아래 레코드 전체에서 "drop a marker" 부분을 모두 "place a marker"(으)로 갱신하여 모든 줄을 다시 제시하라. 그 밖의 내용은 변경하지 않는다.

데이터셋에 수록된 항목

■ ■ ■

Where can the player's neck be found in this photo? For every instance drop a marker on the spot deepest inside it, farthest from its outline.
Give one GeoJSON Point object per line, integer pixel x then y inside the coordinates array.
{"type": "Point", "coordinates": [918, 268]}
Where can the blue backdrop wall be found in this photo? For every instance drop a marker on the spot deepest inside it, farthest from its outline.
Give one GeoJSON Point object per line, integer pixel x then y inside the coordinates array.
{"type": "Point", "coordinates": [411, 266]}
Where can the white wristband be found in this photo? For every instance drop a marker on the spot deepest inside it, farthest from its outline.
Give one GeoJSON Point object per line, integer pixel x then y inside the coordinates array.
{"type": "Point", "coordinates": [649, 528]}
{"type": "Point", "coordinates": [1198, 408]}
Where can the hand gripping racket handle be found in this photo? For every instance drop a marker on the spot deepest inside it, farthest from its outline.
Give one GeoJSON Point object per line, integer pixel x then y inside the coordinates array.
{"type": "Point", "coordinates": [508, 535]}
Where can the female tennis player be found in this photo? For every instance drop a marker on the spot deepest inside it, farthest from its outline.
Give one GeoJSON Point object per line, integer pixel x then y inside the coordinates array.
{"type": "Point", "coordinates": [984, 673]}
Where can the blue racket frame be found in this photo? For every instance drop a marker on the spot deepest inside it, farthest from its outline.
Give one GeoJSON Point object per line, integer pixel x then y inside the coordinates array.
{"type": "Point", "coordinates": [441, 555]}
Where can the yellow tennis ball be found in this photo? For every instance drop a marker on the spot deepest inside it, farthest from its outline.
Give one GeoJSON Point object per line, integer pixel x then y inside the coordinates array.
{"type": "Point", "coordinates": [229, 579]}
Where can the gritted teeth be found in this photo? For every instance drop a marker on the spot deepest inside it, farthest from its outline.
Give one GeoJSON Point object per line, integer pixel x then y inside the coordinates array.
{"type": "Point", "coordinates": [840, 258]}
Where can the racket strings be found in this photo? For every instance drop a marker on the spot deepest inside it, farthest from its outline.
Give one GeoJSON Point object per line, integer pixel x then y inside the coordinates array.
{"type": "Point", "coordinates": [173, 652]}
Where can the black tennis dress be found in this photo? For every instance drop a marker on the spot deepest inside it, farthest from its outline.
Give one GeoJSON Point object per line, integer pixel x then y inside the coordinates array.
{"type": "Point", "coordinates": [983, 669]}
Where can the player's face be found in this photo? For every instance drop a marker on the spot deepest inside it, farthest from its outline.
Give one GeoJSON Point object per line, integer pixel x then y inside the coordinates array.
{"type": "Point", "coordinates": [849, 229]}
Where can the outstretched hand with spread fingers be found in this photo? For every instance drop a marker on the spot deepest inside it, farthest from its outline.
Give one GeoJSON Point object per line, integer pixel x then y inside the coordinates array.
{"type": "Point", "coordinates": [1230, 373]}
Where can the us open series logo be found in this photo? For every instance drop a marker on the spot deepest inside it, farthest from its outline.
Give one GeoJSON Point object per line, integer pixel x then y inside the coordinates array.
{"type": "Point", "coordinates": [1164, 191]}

■ ■ ■

실습 정답:
Where can the player's neck be found in this photo? For every instance place a marker on the spot deepest inside it, farthest from its outline.
Give one GeoJSON Point object per line, integer pixel x then y inside the coordinates array.
{"type": "Point", "coordinates": [918, 268]}
Where can the blue backdrop wall be found in this photo? For every instance place a marker on the spot deepest inside it, farthest from its outline.
Give one GeoJSON Point object per line, integer pixel x then y inside the coordinates array.
{"type": "Point", "coordinates": [411, 266]}
Where can the white wristband be found in this photo? For every instance place a marker on the spot deepest inside it, farthest from its outline.
Give one GeoJSON Point object per line, integer pixel x then y inside the coordinates array.
{"type": "Point", "coordinates": [649, 528]}
{"type": "Point", "coordinates": [1198, 408]}
Where can the hand gripping racket handle be found in this photo? For every instance place a marker on the spot deepest inside it, farthest from its outline.
Give one GeoJSON Point object per line, integer pixel x then y inside the coordinates array.
{"type": "Point", "coordinates": [508, 535]}
Where can the female tennis player be found in this photo? For every instance place a marker on the spot deepest inside it, farthest from its outline.
Give one GeoJSON Point object per line, integer pixel x then y inside the coordinates array.
{"type": "Point", "coordinates": [984, 673]}
Where can the blue racket frame be found in this photo? For every instance place a marker on the spot deepest inside it, farthest from its outline.
Give one GeoJSON Point object per line, integer pixel x then y inside the coordinates array.
{"type": "Point", "coordinates": [441, 555]}
Where can the yellow tennis ball be found in this photo? For every instance place a marker on the spot deepest inside it, farthest from its outline.
Give one GeoJSON Point object per line, integer pixel x then y inside the coordinates array.
{"type": "Point", "coordinates": [229, 579]}
Where can the gritted teeth be found in this photo? For every instance place a marker on the spot deepest inside it, farthest from its outline.
Give one GeoJSON Point object per line, integer pixel x then y inside the coordinates array.
{"type": "Point", "coordinates": [840, 258]}
Where can the racket strings be found in this photo? For every instance place a marker on the spot deepest inside it, farthest from its outline.
Give one GeoJSON Point object per line, integer pixel x then y inside the coordinates array.
{"type": "Point", "coordinates": [173, 652]}
Where can the black tennis dress be found in this photo? For every instance place a marker on the spot deepest inside it, farthest from its outline.
Give one GeoJSON Point object per line, integer pixel x then y inside the coordinates array.
{"type": "Point", "coordinates": [983, 669]}
Where can the player's face be found in this photo? For every instance place a marker on the spot deepest inside it, farthest from its outline.
Give one GeoJSON Point object per line, integer pixel x then y inside the coordinates array.
{"type": "Point", "coordinates": [849, 229]}
Where can the outstretched hand with spread fingers be found in this photo? For every instance place a marker on the spot deepest inside it, farthest from its outline.
Give one GeoJSON Point object per line, integer pixel x then y inside the coordinates array.
{"type": "Point", "coordinates": [1230, 373]}
Where can the us open series logo be found in this photo? For every instance place a marker on the spot deepest inside it, farthest from its outline.
Give one GeoJSON Point object per line, integer pixel x then y inside the coordinates array.
{"type": "Point", "coordinates": [1164, 191]}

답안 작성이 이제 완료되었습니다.